BEGIN EXTRACTED INFORMATION

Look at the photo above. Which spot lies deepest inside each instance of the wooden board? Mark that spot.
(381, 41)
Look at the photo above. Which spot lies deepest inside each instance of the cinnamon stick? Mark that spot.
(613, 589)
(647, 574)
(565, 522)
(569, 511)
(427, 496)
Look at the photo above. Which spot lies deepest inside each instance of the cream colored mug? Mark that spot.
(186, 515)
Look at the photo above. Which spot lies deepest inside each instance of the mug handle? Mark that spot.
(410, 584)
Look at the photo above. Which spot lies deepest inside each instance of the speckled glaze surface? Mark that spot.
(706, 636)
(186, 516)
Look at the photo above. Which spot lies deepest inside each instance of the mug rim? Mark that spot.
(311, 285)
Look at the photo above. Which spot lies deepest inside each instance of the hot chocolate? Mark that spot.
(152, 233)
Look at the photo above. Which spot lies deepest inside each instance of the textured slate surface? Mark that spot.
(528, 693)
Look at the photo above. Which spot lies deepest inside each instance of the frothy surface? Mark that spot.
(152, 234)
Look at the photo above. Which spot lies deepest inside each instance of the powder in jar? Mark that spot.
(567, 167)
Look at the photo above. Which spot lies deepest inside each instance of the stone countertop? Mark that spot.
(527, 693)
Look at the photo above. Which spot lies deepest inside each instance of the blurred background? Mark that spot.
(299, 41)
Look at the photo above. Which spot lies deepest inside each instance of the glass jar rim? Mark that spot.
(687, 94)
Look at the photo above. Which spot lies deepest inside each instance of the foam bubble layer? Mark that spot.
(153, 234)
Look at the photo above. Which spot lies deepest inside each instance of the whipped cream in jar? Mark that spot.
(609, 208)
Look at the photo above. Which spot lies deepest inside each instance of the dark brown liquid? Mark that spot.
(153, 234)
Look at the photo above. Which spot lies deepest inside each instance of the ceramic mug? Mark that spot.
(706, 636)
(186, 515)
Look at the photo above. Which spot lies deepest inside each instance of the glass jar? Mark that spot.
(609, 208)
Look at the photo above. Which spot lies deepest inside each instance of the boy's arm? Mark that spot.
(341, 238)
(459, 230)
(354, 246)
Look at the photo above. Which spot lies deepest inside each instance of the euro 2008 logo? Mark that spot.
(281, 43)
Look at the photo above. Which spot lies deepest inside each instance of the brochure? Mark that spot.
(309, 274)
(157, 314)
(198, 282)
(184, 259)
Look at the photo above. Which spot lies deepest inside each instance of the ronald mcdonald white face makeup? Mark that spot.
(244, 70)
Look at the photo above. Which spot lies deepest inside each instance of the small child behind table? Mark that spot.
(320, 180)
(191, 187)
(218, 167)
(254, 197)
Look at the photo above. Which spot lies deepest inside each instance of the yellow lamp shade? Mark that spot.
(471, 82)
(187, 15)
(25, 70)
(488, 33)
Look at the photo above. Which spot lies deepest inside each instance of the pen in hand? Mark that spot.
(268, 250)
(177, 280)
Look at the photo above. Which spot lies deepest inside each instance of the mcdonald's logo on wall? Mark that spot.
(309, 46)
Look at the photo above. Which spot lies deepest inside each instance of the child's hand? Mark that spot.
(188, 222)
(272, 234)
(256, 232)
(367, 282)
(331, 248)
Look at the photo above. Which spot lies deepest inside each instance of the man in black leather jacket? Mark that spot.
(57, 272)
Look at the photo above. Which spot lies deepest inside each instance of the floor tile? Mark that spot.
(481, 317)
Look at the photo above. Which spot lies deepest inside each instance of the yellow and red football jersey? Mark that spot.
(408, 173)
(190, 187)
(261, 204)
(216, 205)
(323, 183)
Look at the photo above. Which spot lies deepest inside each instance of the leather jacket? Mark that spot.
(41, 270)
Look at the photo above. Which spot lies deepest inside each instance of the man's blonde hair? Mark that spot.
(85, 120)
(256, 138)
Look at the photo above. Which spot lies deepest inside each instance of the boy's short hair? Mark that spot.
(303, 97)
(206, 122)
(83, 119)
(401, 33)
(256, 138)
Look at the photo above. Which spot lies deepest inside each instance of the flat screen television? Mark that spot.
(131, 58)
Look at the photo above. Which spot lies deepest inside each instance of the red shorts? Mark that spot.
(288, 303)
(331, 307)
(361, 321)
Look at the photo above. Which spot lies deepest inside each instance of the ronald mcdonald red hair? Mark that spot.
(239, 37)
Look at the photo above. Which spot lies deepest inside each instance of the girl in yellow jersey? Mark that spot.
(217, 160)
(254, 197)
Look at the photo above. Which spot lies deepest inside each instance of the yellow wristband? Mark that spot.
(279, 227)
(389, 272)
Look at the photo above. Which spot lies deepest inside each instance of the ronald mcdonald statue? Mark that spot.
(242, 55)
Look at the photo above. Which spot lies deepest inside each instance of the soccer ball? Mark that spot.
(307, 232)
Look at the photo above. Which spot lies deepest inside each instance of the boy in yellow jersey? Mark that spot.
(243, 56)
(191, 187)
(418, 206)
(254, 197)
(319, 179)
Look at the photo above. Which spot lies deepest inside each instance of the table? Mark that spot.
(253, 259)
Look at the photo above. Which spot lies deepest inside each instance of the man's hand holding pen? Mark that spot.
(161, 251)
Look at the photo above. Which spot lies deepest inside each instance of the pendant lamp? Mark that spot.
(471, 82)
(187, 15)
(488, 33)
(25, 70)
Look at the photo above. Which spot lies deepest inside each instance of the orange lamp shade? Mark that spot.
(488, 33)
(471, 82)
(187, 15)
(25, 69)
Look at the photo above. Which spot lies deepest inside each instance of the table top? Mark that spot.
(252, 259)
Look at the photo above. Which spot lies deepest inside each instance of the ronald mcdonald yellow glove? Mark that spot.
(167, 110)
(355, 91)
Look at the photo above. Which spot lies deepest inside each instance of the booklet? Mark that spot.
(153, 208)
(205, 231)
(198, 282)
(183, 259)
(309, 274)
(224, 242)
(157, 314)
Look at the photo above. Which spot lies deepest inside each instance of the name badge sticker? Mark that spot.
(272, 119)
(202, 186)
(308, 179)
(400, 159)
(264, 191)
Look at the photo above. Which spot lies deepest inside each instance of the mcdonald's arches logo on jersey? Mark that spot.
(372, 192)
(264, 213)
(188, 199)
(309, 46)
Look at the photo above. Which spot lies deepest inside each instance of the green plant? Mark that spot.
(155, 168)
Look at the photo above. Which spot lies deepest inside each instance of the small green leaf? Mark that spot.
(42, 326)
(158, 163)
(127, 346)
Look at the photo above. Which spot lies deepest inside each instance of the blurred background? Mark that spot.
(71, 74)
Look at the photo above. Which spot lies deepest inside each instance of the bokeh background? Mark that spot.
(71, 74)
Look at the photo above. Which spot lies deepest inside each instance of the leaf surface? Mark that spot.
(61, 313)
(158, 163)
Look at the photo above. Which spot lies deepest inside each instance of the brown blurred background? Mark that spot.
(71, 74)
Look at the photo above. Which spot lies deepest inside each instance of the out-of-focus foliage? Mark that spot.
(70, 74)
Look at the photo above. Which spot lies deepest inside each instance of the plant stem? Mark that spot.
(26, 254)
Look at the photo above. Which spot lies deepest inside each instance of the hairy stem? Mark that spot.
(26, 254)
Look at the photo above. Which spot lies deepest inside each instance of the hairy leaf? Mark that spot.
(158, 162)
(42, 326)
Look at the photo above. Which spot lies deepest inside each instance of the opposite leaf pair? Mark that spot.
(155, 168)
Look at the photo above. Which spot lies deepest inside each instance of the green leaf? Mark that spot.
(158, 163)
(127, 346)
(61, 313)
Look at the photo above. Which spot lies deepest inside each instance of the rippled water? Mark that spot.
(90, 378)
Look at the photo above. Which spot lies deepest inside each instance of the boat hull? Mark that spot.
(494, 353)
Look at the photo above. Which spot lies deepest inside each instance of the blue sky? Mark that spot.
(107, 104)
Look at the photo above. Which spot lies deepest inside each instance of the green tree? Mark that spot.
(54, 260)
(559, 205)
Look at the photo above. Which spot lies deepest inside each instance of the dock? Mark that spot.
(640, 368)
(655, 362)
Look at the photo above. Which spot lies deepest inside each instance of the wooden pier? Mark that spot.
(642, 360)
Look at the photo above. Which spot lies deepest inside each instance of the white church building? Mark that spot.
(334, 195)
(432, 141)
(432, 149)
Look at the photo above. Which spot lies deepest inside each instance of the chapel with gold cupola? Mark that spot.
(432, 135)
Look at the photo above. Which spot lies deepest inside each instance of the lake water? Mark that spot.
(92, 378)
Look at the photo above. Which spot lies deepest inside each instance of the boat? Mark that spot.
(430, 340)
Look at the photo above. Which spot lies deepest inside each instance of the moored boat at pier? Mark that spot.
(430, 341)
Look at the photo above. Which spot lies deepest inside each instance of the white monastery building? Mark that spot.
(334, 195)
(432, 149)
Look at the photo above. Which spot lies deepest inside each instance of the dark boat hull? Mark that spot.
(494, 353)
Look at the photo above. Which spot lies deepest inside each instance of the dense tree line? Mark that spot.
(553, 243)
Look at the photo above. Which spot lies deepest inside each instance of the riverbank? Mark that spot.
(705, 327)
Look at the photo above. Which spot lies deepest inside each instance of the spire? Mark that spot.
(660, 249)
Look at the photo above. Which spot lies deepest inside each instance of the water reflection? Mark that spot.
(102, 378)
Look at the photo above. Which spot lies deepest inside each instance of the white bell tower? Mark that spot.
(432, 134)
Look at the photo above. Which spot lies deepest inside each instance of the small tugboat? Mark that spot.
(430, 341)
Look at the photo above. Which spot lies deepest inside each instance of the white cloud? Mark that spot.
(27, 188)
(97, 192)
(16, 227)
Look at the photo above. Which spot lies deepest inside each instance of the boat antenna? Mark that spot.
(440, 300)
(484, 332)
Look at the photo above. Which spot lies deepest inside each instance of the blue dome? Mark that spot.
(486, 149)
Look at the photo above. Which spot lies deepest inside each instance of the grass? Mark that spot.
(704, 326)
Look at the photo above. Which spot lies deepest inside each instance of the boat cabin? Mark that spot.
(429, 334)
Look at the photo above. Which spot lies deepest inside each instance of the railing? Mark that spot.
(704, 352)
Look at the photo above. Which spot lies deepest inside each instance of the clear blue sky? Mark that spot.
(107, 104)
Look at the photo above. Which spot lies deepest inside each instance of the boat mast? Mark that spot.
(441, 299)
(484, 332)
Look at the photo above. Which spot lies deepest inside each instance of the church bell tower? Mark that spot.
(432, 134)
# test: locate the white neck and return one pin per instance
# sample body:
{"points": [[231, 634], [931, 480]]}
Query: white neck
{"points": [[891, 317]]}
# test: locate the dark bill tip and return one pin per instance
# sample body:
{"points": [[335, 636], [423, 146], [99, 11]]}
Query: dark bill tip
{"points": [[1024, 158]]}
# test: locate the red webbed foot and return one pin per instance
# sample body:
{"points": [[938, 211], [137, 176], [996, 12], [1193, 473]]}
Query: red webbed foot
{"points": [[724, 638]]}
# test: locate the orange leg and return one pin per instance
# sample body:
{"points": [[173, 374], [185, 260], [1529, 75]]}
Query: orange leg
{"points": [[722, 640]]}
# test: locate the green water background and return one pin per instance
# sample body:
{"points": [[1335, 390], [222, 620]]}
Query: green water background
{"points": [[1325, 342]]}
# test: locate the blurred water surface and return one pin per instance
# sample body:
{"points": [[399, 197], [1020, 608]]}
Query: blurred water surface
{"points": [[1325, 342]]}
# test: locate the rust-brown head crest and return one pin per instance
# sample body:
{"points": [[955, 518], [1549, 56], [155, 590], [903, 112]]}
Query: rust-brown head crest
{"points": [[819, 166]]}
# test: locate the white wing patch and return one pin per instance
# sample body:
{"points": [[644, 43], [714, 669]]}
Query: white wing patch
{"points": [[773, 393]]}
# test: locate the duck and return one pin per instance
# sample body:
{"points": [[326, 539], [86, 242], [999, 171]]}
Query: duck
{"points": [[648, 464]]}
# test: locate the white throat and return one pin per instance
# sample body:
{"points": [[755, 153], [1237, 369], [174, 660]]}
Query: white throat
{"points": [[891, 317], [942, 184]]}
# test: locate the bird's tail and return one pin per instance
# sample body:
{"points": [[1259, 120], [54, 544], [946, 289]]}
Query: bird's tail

END EXTRACTED INFORMATION

Can you quote exactly the lines from the one containing "Query: orange leg" through the last line of the records above, and nothing else?

Query: orange leg
{"points": [[722, 640]]}
# test: locate the green water background and return one pin per instance
# sample body:
{"points": [[1335, 390], [222, 620]]}
Query: green water background
{"points": [[1325, 342]]}
# test: locate the blurred water surface and return one pin per instance
# sample body:
{"points": [[399, 197], [1020, 608]]}
Query: blurred water surface
{"points": [[1325, 342]]}
# test: locate the rust-brown head crest and return one pin per instance
# sample body:
{"points": [[955, 518], [1549, 56], [155, 590], [903, 112]]}
Query: rust-brown head crest
{"points": [[819, 166]]}
# test: locate the white wing patch and return one pin per instance
# sample body:
{"points": [[644, 43], [714, 669]]}
Query: white wing patch
{"points": [[773, 393]]}
# test: locate the duck and return one pin per instance
# sample body:
{"points": [[326, 539], [86, 242], [999, 171]]}
Query: duck
{"points": [[648, 464]]}
# test: locate the white throat and return one pin per instance
# sample body:
{"points": [[755, 153], [1237, 369], [174, 660]]}
Query: white throat
{"points": [[891, 317], [942, 184]]}
# test: locate the bird's tail and return one pin per instance
# sample body:
{"points": [[1259, 120], [54, 544], [946, 289]]}
Query: bird's tail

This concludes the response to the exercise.